## Soal Latihan
Tuliskan kembali bagian kutipan berita tentang laporan delik aduan, dari "Cegah Saling Lapor, Kapolri" sampai "harus melaporkan langsung.", tanpa mengubah satu kata pun.

## Kutipan Teks
######
Cegah Saling Lapor, Kapolri Berencana Laporan Bersifat Delik Aduan Tidak Bisa Diwakilkan Lagi
Sigit mengintruksikan jajarannya membuat pedoman untuk para penyidik terkait penerapan dan penggunaan UU ITE tersebut
Penulis: Igman Ibrahim
Editor: Hendra Gunawan
Laporan Wartawan Tribunnews.com, Igman Ibrahim
TRIBUNNEWS.COM, JAKARTA - Kapolri Jenderal Pol Listyo Sigit Prabowo menyampaikan laporan polisi yang bersifat delik aduan nantinya tidak bisa diwakilkan lagi oleh pihak lain. Korban selaku pihak yang dirugikan harus melaporkan langsung.
Gagasan tersebut sebagai bentuk tindaklanjuti intruksi Presiden Joko Widodo (Jokowi) terkait UU ITE yang kerap disalahgunakan sebagai wadah saling lapor. Nantinya, tak sembarangan orang lagi yang bisa melaporkan kasus yang bersifat delik aduan.
######
## Data yang Diberikan

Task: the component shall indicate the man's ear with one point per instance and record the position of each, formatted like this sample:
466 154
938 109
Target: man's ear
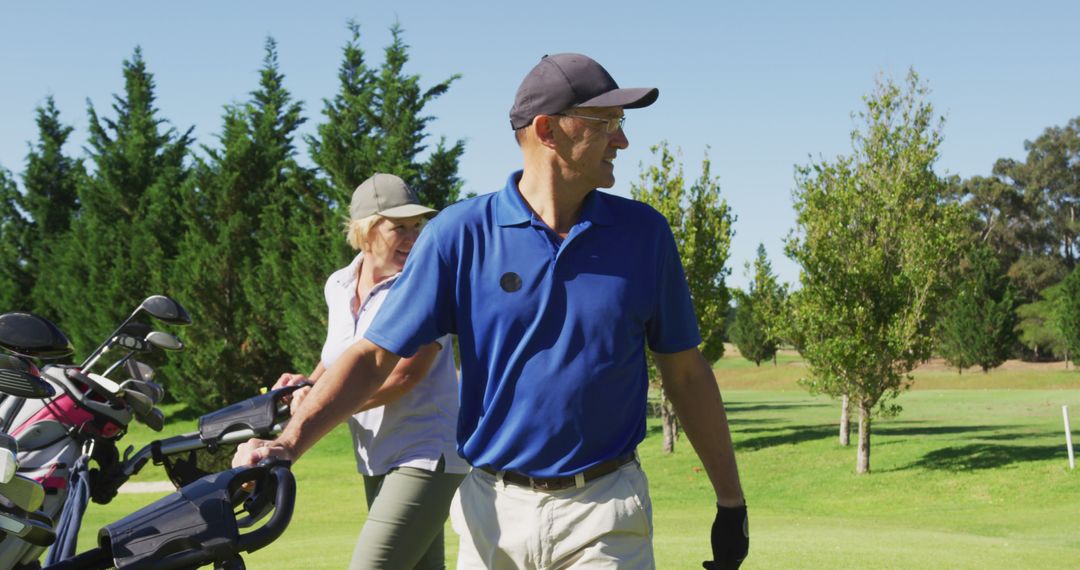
544 130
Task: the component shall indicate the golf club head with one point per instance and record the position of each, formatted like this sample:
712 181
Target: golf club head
164 309
164 340
139 370
153 420
23 492
104 383
9 461
139 403
23 379
28 529
152 390
134 343
32 336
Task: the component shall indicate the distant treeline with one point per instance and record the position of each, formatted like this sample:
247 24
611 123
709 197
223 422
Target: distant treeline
234 228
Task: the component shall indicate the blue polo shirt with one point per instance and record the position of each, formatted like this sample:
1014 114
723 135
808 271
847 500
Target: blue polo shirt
552 331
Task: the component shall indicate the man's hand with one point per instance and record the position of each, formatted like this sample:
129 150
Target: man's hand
730 538
252 451
295 398
288 379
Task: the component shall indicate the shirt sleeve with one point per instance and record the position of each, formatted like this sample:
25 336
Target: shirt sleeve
673 326
419 308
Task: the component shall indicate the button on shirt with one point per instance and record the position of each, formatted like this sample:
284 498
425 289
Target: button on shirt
419 428
552 331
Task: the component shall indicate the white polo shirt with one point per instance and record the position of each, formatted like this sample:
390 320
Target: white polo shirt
420 426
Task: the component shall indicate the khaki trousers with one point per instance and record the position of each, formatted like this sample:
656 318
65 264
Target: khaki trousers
606 524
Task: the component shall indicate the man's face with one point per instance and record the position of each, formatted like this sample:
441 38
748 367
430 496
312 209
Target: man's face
586 147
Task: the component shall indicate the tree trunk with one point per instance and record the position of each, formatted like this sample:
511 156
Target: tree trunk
845 422
863 462
670 422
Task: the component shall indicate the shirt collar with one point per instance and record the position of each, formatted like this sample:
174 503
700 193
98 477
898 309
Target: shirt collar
347 276
511 208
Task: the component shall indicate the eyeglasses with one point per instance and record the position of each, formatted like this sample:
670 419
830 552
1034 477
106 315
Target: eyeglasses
610 125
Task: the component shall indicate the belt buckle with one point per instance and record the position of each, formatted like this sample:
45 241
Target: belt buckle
544 485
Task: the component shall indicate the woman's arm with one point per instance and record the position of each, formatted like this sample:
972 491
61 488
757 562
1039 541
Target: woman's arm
406 375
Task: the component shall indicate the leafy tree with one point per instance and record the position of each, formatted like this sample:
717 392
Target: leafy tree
1037 325
235 245
15 280
1068 314
1004 217
876 244
1030 274
979 320
1052 171
756 329
701 222
125 233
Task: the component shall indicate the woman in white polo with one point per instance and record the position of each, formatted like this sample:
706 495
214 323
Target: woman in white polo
404 435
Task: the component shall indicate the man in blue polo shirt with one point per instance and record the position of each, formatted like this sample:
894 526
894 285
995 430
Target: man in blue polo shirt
554 289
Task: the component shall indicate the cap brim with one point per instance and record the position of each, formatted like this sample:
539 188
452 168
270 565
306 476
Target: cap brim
407 211
628 98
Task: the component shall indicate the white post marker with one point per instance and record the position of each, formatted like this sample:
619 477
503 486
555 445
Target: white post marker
1068 437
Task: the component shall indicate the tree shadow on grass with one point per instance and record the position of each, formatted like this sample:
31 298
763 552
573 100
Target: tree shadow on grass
894 430
974 457
767 406
785 435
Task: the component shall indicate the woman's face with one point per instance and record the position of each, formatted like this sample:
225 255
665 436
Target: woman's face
390 242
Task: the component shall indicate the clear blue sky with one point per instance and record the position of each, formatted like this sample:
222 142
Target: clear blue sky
763 85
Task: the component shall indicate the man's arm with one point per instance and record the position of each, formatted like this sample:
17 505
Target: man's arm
339 392
691 388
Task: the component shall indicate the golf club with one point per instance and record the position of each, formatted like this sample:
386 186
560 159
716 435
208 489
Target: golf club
28 529
32 336
159 307
23 379
23 492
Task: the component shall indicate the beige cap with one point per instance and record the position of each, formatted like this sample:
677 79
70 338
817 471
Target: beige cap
387 195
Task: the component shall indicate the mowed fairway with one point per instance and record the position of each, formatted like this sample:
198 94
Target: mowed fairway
963 477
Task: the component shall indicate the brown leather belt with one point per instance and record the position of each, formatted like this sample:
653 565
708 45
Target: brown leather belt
566 482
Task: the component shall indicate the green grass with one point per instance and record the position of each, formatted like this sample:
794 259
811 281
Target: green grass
970 476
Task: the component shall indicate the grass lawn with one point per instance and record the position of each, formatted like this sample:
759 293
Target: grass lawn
971 474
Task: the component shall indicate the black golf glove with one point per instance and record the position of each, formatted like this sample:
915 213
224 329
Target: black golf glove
730 539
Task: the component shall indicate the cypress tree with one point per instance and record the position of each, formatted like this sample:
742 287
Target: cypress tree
748 331
757 312
125 232
374 123
235 248
15 280
977 325
51 181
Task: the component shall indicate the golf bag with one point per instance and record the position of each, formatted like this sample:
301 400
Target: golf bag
199 524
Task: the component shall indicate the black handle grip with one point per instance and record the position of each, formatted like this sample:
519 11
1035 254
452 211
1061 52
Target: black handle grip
284 501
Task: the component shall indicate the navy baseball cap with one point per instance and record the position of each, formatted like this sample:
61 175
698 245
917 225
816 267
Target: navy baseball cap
562 81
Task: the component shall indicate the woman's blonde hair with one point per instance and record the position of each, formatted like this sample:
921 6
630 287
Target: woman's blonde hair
356 232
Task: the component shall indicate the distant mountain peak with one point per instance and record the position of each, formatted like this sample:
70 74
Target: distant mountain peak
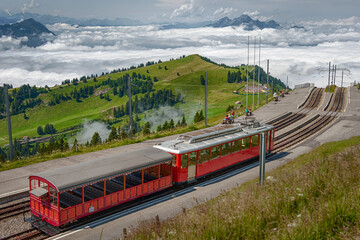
246 21
33 30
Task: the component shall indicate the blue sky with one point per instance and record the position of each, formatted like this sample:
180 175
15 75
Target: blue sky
188 10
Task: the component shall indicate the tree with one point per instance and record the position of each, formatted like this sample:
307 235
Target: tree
199 116
40 130
159 128
171 124
147 128
47 129
75 145
166 126
96 139
183 121
113 135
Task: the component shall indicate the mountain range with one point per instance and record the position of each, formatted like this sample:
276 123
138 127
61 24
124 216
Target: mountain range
246 21
33 33
5 18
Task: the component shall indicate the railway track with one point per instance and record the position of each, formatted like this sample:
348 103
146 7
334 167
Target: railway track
29 234
312 126
14 209
282 142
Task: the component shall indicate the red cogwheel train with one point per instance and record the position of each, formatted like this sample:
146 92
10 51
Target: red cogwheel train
61 196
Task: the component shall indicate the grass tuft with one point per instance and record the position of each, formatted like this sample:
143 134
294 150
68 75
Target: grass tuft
315 196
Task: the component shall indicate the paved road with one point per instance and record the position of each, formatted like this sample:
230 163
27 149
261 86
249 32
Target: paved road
346 126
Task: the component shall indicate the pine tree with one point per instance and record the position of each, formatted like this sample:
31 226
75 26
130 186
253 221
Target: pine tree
159 128
95 140
113 135
183 121
40 130
171 124
146 129
165 126
75 145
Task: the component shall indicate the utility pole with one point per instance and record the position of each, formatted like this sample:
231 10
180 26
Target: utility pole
205 98
130 109
11 150
254 73
259 74
329 76
287 82
247 76
267 81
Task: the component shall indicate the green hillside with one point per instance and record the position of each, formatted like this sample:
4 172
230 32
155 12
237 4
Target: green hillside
180 75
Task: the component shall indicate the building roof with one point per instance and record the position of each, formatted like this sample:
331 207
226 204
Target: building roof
86 173
212 136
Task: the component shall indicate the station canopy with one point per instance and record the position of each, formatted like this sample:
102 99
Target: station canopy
86 173
210 137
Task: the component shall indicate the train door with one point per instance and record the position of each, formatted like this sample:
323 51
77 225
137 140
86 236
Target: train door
192 166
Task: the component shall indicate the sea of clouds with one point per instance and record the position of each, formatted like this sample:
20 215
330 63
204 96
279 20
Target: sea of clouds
302 54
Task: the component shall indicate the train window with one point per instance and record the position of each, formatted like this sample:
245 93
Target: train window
203 155
34 183
254 140
174 160
215 152
236 145
184 161
226 149
192 158
246 143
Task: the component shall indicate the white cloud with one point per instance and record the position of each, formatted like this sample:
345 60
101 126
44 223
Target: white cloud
78 51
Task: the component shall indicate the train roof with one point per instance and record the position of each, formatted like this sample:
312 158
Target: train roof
86 173
212 136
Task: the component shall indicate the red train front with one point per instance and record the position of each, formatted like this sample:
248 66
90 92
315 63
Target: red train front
63 195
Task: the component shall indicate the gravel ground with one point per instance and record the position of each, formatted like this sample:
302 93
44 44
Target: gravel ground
14 224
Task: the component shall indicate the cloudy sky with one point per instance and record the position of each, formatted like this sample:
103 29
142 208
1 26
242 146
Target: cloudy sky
330 33
188 10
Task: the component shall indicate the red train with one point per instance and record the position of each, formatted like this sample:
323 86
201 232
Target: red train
63 195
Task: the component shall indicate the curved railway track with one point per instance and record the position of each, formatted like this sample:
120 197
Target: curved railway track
310 127
29 234
14 209
282 142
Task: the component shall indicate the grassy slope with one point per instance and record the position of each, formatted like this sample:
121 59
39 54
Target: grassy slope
70 113
315 196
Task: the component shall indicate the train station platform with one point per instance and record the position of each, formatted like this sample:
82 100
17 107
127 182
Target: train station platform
15 181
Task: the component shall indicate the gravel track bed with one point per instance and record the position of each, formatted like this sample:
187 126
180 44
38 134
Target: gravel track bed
12 225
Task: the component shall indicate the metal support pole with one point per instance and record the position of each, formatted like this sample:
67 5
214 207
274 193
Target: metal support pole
259 74
247 76
205 98
329 76
262 158
11 149
130 109
254 74
287 82
267 81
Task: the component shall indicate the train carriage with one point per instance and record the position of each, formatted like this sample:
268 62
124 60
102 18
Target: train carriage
197 154
66 194
63 195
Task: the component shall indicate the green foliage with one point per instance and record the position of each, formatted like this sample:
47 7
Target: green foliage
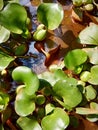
58 120
65 89
4 34
5 60
27 123
89 37
13 17
4 100
50 14
75 58
45 101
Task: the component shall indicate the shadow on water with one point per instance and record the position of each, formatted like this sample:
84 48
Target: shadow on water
65 35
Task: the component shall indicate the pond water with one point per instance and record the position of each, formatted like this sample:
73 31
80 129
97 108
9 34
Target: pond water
64 35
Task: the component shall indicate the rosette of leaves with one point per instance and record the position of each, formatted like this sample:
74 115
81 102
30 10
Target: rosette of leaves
50 14
58 119
91 113
65 91
25 97
89 35
5 60
13 17
75 59
4 100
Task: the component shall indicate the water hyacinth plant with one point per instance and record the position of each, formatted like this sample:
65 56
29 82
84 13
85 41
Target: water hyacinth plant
61 95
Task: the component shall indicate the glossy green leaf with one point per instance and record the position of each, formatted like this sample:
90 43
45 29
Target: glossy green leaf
75 58
77 2
94 105
26 123
28 77
40 99
92 117
92 54
4 34
90 93
5 60
20 50
4 100
68 90
1 4
40 34
94 75
52 78
58 120
13 17
89 35
50 14
24 104
49 108
85 111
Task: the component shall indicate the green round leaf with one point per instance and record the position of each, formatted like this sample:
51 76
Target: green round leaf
50 14
26 123
4 60
4 99
85 76
40 34
92 54
92 117
77 2
40 99
24 104
58 120
68 90
4 34
29 78
89 35
75 58
90 93
94 75
13 17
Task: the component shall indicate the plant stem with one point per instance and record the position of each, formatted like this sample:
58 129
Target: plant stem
12 127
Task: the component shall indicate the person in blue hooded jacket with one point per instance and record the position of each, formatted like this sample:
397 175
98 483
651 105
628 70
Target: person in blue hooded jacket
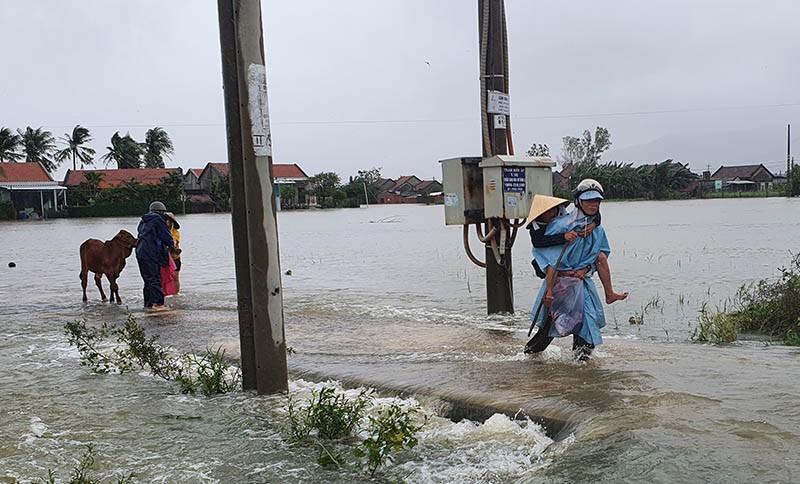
579 260
152 252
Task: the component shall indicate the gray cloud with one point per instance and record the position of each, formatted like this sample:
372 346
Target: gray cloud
395 83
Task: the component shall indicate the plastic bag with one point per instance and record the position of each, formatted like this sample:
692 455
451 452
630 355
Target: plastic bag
567 308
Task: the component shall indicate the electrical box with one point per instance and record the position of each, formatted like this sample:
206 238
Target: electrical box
509 183
462 186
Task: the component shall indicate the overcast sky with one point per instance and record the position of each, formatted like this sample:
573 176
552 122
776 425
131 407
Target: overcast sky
357 84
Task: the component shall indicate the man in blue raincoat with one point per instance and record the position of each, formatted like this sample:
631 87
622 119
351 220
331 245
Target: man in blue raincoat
152 252
578 260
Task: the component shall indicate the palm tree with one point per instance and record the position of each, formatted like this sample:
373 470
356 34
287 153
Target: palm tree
74 147
39 146
9 146
124 151
156 144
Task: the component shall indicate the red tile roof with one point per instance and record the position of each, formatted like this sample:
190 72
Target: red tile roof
402 180
425 184
288 171
112 178
222 168
744 172
24 172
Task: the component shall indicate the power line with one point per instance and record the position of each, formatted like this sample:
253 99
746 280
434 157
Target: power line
450 120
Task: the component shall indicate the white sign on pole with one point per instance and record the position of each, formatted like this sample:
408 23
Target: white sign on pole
259 109
498 103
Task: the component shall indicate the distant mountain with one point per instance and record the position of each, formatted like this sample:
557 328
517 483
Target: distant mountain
765 145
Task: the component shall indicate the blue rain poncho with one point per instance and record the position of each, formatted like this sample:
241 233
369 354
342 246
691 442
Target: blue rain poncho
581 253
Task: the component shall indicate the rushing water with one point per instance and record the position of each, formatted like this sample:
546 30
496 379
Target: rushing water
385 297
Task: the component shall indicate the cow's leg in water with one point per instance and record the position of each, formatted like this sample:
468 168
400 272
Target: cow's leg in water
98 281
114 289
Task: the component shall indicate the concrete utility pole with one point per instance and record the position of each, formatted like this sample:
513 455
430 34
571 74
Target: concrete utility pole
789 186
255 229
494 69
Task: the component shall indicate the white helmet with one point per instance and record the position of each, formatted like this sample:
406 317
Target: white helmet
587 189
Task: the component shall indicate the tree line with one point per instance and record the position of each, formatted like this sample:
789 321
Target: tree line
331 192
580 158
40 146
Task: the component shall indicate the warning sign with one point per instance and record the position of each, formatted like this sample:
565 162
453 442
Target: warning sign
514 179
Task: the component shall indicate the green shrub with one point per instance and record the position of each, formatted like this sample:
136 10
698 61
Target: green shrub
329 418
715 326
392 430
772 307
209 373
80 474
7 210
329 414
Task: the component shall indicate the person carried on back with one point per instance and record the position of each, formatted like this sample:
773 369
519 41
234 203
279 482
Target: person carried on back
152 253
170 275
567 264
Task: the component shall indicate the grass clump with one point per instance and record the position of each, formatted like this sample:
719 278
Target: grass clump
81 475
392 430
132 349
769 307
328 414
341 426
773 307
715 326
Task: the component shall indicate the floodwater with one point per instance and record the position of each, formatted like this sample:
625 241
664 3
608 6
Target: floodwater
384 297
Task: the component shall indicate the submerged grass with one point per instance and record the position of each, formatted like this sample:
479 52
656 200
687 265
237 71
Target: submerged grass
81 473
210 373
769 307
336 424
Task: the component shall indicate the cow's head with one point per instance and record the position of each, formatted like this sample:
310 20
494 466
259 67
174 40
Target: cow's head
127 240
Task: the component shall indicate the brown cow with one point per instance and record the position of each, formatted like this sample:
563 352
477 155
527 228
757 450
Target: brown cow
106 258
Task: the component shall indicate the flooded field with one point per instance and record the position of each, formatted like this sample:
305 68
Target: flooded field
385 297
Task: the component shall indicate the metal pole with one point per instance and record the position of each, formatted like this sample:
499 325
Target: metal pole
499 281
268 350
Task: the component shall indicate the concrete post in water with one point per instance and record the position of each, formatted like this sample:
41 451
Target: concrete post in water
253 199
499 283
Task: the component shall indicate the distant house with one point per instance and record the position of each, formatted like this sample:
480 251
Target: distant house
385 185
114 178
211 173
191 180
410 189
283 174
294 176
744 177
30 188
561 178
406 185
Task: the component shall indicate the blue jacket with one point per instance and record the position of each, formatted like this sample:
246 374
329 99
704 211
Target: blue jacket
154 239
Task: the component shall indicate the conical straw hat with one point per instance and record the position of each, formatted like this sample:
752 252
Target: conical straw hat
541 204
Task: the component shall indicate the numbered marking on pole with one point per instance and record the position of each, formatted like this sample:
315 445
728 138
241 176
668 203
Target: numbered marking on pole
514 179
259 110
498 102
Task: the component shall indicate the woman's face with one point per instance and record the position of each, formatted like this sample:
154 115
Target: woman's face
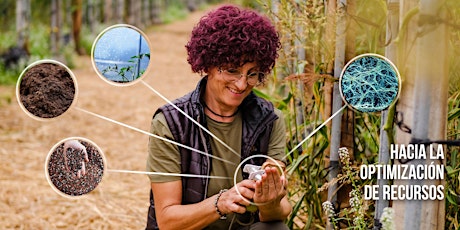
225 93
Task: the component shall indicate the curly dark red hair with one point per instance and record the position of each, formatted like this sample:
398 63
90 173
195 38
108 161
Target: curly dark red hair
230 37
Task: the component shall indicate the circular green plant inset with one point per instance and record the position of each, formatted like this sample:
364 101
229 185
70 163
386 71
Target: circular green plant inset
369 83
121 54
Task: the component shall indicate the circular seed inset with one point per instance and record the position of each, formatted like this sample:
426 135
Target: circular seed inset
46 89
121 54
369 83
74 167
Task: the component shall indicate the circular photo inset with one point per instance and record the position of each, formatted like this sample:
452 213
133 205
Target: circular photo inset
75 166
46 89
369 83
121 54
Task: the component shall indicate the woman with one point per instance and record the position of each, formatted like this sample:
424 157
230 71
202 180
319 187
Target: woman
234 48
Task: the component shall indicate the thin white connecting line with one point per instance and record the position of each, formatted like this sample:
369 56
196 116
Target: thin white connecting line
168 174
191 119
314 131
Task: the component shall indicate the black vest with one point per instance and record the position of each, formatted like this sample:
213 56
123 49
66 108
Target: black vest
257 121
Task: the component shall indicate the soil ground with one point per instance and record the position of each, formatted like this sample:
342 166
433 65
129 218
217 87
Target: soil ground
120 201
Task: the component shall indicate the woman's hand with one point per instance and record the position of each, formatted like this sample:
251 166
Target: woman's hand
232 202
270 189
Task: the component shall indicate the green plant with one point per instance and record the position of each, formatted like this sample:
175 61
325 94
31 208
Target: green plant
129 72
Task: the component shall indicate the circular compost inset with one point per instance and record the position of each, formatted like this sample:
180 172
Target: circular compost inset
46 89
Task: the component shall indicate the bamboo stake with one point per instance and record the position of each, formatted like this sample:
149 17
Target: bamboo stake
337 102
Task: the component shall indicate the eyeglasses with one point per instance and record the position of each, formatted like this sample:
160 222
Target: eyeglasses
232 75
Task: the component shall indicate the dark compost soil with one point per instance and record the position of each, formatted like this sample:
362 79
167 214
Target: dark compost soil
47 90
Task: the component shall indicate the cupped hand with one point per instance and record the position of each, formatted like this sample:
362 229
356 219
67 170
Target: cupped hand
233 202
270 189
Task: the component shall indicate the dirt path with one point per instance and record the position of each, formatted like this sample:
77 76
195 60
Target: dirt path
27 200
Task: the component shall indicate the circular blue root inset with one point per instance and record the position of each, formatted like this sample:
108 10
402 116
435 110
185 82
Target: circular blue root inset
369 83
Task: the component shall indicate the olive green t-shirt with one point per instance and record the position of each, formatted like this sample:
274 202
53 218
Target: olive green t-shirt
164 157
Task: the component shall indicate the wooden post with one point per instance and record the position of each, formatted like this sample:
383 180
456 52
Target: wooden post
55 27
426 103
392 31
22 22
339 63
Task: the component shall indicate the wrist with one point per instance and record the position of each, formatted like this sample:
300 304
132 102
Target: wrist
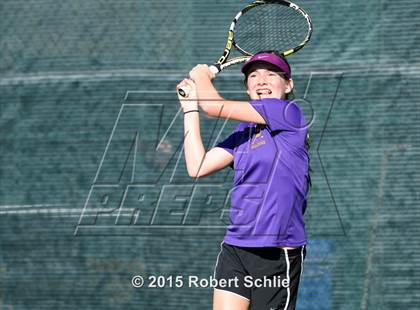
191 111
189 108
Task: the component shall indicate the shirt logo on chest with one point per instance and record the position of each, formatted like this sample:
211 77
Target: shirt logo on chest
258 139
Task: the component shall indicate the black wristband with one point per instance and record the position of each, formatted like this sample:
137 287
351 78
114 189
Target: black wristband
191 111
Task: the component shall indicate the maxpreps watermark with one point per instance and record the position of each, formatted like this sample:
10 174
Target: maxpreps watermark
193 281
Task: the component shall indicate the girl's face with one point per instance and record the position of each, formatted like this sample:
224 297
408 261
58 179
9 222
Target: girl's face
264 81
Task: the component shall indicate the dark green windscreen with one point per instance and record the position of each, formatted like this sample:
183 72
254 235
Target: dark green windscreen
93 185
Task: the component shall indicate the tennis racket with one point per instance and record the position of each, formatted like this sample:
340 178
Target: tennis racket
264 25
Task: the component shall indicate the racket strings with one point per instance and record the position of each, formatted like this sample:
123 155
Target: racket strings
270 27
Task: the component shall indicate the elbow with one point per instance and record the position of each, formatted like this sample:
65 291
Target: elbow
195 174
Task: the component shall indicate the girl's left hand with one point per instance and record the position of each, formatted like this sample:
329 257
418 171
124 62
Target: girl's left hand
201 72
190 102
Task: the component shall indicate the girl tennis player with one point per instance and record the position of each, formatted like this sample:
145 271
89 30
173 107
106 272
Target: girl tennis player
261 257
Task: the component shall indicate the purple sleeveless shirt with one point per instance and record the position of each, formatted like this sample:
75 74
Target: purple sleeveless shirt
271 173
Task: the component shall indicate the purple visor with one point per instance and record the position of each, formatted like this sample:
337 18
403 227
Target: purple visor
271 59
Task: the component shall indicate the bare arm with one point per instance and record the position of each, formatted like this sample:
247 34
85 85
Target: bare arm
199 162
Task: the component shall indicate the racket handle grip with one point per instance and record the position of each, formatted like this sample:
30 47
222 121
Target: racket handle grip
184 91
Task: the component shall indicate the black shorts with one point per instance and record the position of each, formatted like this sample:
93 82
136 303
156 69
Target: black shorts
268 277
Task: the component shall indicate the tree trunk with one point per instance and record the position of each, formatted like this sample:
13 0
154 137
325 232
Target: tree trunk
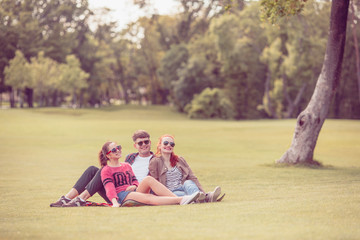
310 121
29 96
12 98
356 46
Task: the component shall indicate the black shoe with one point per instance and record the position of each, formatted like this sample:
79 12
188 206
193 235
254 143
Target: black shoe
60 202
76 202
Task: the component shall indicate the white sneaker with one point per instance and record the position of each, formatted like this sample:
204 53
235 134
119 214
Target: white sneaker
189 198
212 196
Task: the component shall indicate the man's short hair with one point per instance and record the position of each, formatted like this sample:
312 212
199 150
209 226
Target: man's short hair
######
## Hasil Akhir
Cegah Saling Lapor, Kapolri Berencana Laporan Bersifat Delik Aduan Tidak Bisa Diwakilkan Lagi
Sigit mengintruksikan jajarannya membuat pedoman untuk para penyidik terkait penerapan dan penggunaan UU ITE tersebut
Penulis: Igman Ibrahim
Editor: Hendra Gunawan
Laporan Wartawan Tribunnews.com, Igman Ibrahim
TRIBUNNEWS.COM, JAKARTA - Kapolri Jenderal Pol Listyo Sigit Prabowo menyampaikan laporan polisi yang bersifat delik aduan nantinya tidak bisa diwakilkan lagi oleh pihak lain. Korban selaku pihak yang dirugikan harus melaporkan langsung.